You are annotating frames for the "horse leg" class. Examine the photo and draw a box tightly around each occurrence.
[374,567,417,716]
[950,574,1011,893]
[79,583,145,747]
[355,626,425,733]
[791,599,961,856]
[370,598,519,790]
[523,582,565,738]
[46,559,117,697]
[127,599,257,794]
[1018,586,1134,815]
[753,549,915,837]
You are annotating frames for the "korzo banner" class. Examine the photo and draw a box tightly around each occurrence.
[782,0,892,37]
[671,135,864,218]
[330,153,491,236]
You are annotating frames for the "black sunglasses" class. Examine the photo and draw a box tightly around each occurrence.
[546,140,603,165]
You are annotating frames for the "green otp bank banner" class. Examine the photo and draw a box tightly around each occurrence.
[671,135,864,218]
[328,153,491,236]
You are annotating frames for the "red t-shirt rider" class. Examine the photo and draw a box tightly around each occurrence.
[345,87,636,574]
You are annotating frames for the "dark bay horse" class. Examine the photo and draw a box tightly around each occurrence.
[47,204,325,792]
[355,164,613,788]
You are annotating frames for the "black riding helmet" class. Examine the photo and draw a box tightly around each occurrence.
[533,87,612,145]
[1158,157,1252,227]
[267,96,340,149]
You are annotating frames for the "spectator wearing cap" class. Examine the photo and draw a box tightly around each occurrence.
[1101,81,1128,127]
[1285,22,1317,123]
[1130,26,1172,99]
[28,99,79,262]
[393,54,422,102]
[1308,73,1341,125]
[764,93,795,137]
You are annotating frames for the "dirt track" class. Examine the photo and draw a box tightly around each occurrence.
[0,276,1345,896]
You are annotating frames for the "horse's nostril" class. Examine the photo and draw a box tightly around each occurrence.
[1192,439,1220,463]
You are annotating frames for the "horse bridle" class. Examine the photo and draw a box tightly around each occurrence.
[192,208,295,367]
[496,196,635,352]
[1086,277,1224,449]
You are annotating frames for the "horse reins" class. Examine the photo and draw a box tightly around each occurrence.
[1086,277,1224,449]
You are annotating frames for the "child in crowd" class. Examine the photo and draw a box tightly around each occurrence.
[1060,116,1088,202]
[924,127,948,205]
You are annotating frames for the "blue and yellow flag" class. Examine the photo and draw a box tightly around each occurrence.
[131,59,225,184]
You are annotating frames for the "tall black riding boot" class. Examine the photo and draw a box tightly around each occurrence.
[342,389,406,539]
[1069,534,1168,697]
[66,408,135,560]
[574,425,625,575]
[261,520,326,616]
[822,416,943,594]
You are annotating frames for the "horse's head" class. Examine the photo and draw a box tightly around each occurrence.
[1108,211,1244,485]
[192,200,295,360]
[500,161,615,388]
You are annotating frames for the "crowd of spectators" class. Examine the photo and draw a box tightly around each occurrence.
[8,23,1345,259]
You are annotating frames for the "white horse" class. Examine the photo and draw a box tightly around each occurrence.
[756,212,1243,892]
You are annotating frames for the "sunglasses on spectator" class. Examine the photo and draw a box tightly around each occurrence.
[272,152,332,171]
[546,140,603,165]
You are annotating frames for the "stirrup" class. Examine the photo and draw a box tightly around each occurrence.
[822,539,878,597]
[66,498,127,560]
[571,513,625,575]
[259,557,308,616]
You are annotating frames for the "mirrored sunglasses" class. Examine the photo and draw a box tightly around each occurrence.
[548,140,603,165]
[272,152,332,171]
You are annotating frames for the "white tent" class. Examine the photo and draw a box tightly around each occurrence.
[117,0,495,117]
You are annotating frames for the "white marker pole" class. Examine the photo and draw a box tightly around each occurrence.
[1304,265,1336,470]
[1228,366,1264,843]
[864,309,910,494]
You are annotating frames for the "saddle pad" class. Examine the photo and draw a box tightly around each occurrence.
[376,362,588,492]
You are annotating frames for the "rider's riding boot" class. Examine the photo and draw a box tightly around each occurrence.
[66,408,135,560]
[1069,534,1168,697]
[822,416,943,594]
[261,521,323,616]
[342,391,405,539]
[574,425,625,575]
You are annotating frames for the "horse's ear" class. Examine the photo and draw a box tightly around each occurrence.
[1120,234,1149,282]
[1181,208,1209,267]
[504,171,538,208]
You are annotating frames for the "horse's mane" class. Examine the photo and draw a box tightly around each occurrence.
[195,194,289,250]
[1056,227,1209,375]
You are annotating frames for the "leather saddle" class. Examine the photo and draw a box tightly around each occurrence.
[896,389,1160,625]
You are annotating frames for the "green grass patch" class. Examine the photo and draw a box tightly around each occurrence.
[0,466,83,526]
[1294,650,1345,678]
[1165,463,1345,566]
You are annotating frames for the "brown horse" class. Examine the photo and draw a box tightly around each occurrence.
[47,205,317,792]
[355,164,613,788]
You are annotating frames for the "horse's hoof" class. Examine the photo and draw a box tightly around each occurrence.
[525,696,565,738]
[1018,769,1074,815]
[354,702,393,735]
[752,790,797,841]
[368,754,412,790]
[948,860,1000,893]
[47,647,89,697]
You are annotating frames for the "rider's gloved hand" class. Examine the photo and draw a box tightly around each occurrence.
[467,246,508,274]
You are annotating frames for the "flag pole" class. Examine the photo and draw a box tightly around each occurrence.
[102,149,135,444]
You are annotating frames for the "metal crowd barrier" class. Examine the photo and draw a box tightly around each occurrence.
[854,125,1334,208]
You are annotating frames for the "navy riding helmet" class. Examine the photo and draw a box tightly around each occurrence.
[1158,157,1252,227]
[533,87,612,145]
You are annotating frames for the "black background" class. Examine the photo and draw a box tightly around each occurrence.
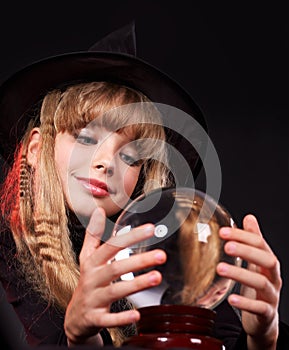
[0,0,289,340]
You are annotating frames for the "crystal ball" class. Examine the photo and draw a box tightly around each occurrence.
[113,187,241,309]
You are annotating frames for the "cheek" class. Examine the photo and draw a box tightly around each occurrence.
[123,168,140,197]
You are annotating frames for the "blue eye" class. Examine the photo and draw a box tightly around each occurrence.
[76,134,97,145]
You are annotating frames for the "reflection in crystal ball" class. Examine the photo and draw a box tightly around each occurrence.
[114,188,241,308]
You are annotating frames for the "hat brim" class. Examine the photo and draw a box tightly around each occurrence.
[0,51,207,179]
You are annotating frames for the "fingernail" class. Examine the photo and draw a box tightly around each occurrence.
[149,272,159,285]
[220,227,232,237]
[144,225,155,236]
[229,295,239,305]
[155,252,165,263]
[218,264,228,273]
[226,242,236,253]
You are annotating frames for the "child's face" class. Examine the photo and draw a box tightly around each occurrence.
[55,126,141,217]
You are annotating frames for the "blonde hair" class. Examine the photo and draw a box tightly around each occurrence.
[2,82,168,344]
[177,191,222,305]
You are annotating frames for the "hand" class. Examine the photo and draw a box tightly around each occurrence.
[217,215,282,350]
[64,208,166,344]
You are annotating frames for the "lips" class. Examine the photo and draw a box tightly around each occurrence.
[77,177,112,197]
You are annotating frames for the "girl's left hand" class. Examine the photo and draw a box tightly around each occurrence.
[217,215,282,350]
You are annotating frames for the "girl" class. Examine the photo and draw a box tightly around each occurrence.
[0,26,283,349]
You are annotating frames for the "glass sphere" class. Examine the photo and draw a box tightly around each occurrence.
[114,188,241,308]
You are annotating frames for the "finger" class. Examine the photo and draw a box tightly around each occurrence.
[93,270,162,306]
[93,224,154,265]
[89,249,166,287]
[228,294,276,319]
[224,241,279,271]
[243,214,262,236]
[217,263,278,303]
[91,310,140,328]
[219,227,273,253]
[79,208,105,261]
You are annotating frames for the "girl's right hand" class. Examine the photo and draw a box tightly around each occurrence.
[64,208,166,345]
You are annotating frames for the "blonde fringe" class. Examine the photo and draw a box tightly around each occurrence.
[2,83,172,346]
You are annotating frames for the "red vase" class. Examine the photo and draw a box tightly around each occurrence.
[125,305,223,350]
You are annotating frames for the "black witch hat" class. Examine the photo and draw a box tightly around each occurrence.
[0,23,206,180]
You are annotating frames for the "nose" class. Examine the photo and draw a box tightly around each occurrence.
[92,141,115,176]
[93,160,114,176]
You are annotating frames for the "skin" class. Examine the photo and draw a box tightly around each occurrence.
[55,126,141,218]
[28,129,282,350]
[217,215,282,350]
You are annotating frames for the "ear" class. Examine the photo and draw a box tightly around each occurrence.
[27,128,41,167]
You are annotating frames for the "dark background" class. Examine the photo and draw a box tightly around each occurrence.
[0,0,289,342]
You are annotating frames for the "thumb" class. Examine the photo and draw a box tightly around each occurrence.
[243,214,262,236]
[79,208,106,260]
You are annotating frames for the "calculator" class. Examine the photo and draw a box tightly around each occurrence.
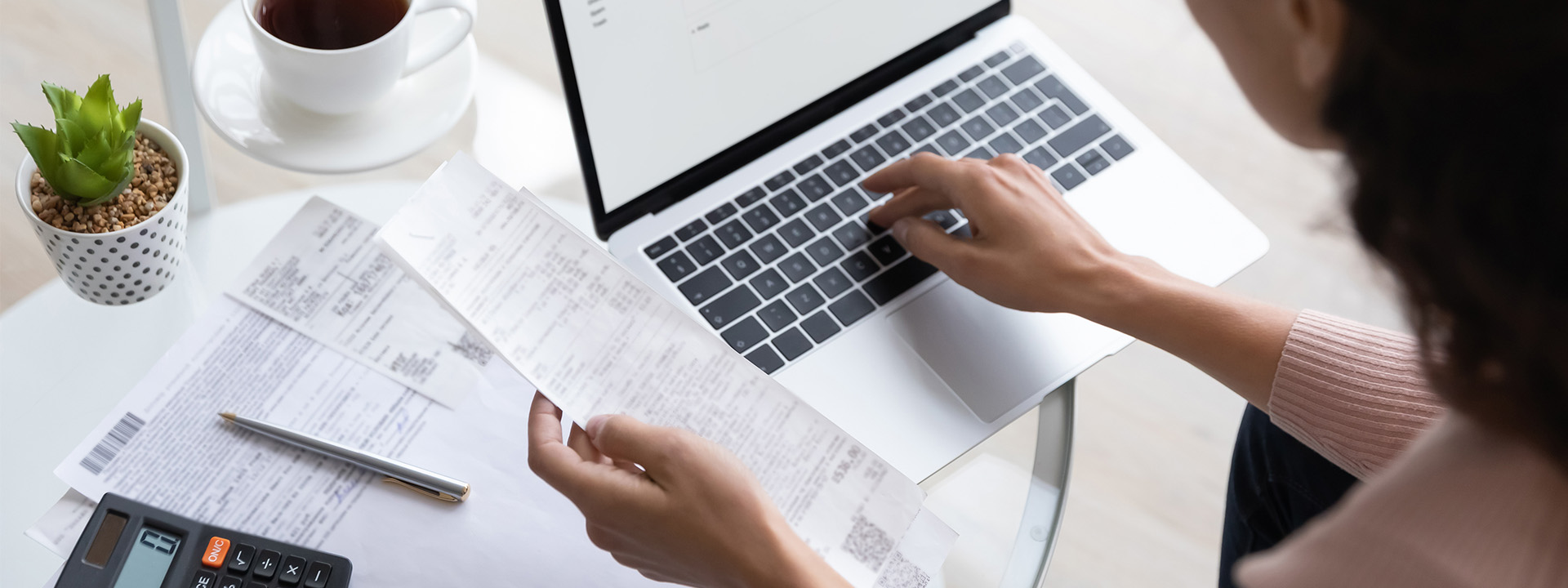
[56,494,353,588]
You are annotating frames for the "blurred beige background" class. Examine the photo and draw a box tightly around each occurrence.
[0,0,1401,586]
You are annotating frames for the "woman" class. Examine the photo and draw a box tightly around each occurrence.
[530,0,1568,588]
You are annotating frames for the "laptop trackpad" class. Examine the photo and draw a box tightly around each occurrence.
[888,281,1058,421]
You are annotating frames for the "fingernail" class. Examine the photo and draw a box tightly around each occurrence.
[583,414,610,438]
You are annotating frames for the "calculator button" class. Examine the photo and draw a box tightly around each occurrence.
[191,569,218,588]
[201,537,234,568]
[229,542,256,574]
[251,549,283,580]
[278,555,304,585]
[304,561,332,588]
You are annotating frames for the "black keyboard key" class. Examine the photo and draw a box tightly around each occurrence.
[764,169,795,191]
[1024,147,1057,169]
[985,102,1019,127]
[735,186,768,208]
[867,235,906,265]
[714,220,751,249]
[792,155,823,176]
[740,204,779,232]
[795,174,833,203]
[1046,114,1110,157]
[953,89,985,113]
[697,285,762,329]
[757,300,796,332]
[251,549,284,580]
[704,203,738,225]
[746,345,784,373]
[229,542,256,574]
[278,555,304,585]
[833,188,867,216]
[806,237,844,265]
[811,268,854,298]
[927,102,963,127]
[806,203,844,230]
[958,116,996,141]
[643,237,676,259]
[676,218,707,242]
[823,160,861,185]
[876,128,911,157]
[936,130,969,155]
[964,145,996,160]
[850,146,888,172]
[751,270,790,300]
[1099,135,1132,162]
[677,265,731,305]
[1013,119,1050,145]
[779,218,817,247]
[718,251,762,279]
[828,290,876,326]
[1050,162,1087,191]
[839,251,881,283]
[658,251,696,283]
[903,116,936,143]
[773,329,811,361]
[719,317,768,353]
[991,130,1024,154]
[833,223,872,251]
[866,257,936,305]
[876,108,903,128]
[779,252,817,284]
[1035,75,1088,114]
[1077,149,1110,176]
[784,284,826,314]
[1002,55,1046,87]
[751,235,787,265]
[768,189,806,218]
[687,235,724,265]
[304,561,332,588]
[975,75,1011,100]
[1009,88,1046,113]
[800,312,839,343]
[822,140,850,160]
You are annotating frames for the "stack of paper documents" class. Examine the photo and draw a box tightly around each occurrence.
[29,154,955,588]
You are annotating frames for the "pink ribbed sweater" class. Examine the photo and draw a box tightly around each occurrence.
[1236,312,1568,588]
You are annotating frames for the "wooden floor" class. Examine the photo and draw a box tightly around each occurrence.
[0,0,1401,586]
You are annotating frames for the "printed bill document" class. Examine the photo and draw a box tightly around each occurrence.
[378,154,924,586]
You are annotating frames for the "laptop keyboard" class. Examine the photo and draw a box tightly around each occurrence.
[643,44,1134,373]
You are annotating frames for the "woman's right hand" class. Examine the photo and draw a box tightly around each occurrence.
[866,152,1164,322]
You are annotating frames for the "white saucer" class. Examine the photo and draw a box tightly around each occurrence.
[191,0,479,174]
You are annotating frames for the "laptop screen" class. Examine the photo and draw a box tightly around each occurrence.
[559,0,996,213]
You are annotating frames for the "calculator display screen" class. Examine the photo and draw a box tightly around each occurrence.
[114,527,180,588]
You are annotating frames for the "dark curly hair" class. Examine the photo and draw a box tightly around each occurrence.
[1323,0,1568,472]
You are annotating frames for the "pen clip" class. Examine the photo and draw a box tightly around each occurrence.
[381,475,469,501]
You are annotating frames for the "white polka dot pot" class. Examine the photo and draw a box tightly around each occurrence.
[16,119,189,305]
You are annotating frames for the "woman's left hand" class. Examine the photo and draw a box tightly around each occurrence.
[528,394,847,586]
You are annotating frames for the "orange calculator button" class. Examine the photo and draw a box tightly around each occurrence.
[201,537,234,568]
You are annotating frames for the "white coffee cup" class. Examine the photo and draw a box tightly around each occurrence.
[242,0,477,114]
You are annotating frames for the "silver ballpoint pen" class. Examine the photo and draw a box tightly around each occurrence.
[218,412,469,501]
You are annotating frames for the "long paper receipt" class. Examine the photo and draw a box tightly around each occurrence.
[378,154,924,586]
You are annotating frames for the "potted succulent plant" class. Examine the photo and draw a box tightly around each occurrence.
[11,75,188,305]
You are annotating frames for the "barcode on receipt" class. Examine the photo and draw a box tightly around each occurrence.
[82,412,146,475]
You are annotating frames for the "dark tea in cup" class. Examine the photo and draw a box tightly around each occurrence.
[256,0,409,49]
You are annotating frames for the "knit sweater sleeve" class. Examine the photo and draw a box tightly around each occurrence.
[1268,310,1444,479]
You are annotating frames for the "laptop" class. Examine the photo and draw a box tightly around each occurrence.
[546,0,1268,480]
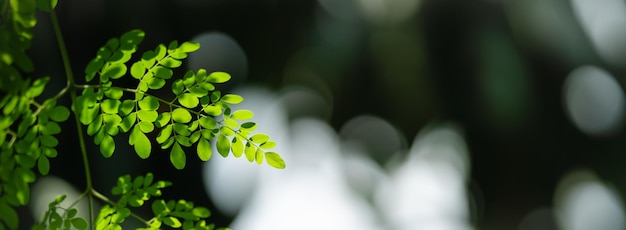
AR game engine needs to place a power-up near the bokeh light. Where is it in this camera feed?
[376,124,473,230]
[571,0,626,66]
[563,66,624,137]
[554,169,626,230]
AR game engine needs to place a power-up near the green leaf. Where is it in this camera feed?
[172,79,185,95]
[197,138,213,161]
[25,77,50,98]
[119,100,135,116]
[0,199,19,229]
[250,133,270,144]
[87,115,102,136]
[39,121,61,135]
[39,135,59,148]
[100,135,115,158]
[156,125,172,144]
[139,121,154,133]
[217,135,230,157]
[161,57,183,68]
[49,106,70,122]
[265,152,285,169]
[155,112,172,128]
[172,108,191,123]
[129,126,152,159]
[163,216,183,228]
[130,61,146,79]
[72,218,87,230]
[245,142,256,162]
[230,137,244,158]
[254,148,263,164]
[207,72,230,83]
[100,63,127,81]
[85,58,104,82]
[37,156,50,176]
[137,110,159,122]
[178,42,200,53]
[229,109,254,121]
[222,94,243,105]
[104,87,124,100]
[100,99,122,114]
[191,207,211,218]
[178,93,200,109]
[198,117,217,129]
[259,141,276,149]
[170,143,187,170]
[146,77,165,90]
[139,96,159,110]
[220,126,235,136]
[120,113,137,132]
[202,105,222,116]
[152,66,174,79]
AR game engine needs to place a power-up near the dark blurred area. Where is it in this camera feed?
[24,0,626,230]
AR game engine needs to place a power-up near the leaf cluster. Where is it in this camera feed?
[0,77,70,228]
[31,195,87,230]
[96,173,227,230]
[73,30,285,169]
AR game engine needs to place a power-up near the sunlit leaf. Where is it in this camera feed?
[178,42,200,53]
[217,135,230,157]
[228,109,254,121]
[172,108,191,123]
[250,133,270,144]
[170,143,187,170]
[138,96,159,110]
[245,142,256,162]
[230,137,244,158]
[265,152,285,169]
[137,110,159,122]
[207,72,230,83]
[172,79,185,95]
[203,105,222,116]
[37,156,50,176]
[100,99,122,114]
[222,94,243,105]
[254,148,263,164]
[100,135,115,158]
[129,126,152,159]
[199,117,217,129]
[156,125,172,144]
[178,93,200,109]
[197,138,213,161]
[259,141,276,149]
[130,61,146,79]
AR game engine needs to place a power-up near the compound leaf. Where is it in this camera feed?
[170,143,187,170]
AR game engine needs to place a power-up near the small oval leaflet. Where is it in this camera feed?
[222,94,243,105]
[178,93,200,109]
[207,72,230,83]
[229,109,254,121]
[197,138,213,161]
[172,108,191,123]
[217,135,230,157]
[170,143,187,170]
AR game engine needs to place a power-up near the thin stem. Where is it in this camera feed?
[50,6,93,229]
[91,189,150,225]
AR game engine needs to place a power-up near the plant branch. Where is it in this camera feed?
[50,6,93,229]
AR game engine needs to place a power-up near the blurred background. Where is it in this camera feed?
[22,0,626,230]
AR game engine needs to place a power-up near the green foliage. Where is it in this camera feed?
[0,0,285,230]
[31,195,87,230]
[74,30,285,169]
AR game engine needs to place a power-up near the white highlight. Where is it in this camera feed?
[563,66,624,136]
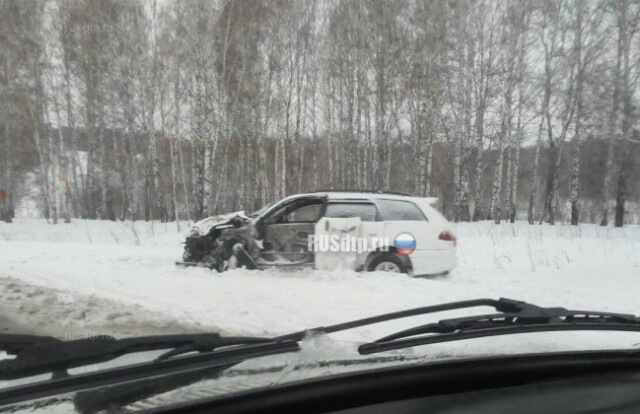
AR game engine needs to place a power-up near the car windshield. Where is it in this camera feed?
[0,0,640,411]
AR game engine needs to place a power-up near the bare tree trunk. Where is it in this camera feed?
[527,114,544,224]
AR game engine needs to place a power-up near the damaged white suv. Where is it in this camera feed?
[178,191,456,276]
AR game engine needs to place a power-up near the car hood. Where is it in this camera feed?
[186,210,251,236]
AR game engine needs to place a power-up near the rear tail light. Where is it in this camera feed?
[438,231,456,246]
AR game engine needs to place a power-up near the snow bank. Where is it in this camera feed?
[0,220,640,343]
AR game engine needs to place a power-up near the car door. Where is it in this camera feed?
[261,197,325,261]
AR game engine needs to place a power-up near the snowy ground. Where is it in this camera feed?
[0,219,640,342]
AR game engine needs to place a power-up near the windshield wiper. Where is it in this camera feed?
[0,334,60,355]
[5,298,640,412]
[358,298,640,355]
[0,333,273,380]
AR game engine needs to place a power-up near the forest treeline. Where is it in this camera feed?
[0,0,640,226]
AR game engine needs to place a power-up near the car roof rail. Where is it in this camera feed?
[313,189,413,197]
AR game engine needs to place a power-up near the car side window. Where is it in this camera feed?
[377,200,427,221]
[265,199,322,224]
[325,203,378,221]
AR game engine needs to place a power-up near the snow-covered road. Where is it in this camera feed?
[0,219,640,340]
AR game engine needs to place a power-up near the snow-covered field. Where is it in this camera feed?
[0,219,640,340]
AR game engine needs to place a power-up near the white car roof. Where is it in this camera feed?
[298,191,438,204]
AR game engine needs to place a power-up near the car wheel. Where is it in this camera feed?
[369,253,409,273]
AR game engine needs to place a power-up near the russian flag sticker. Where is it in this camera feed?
[393,233,416,256]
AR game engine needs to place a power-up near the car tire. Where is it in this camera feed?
[367,253,409,273]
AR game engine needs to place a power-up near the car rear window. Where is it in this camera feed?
[377,200,427,221]
[325,203,378,221]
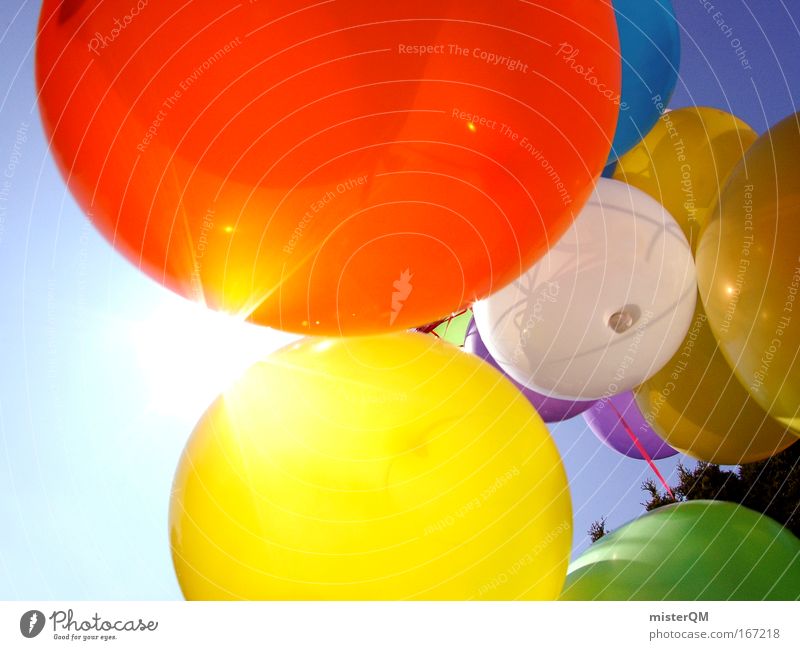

================================

▶ Instructions to follow
Rewrite the records from the line containing "field. Where is it in this camera feed?" through the line containing "[367,253,409,273]", substituting "waypoint" for every "power-up" and leaving everything else unchanged.

▶ Completed exercise
AR game engine needs to place a waypoint near the snow-covered field. Where is it in this camera feed?
[0,219,640,340]
AR game engine needs to place a waypoint near the white car roof. Where is it in this camera feed?
[298,191,438,204]
AR game engine needs to place a waypoint near the car wheel. Where is it in this camera feed?
[369,253,409,273]
AR game engine needs to place a waypoint near the russian flag sticker. Where is it in this camera feed?
[393,233,416,256]
AR game engine needs to place a waypoint near the car tire. Where is it in this camera feed?
[367,253,409,273]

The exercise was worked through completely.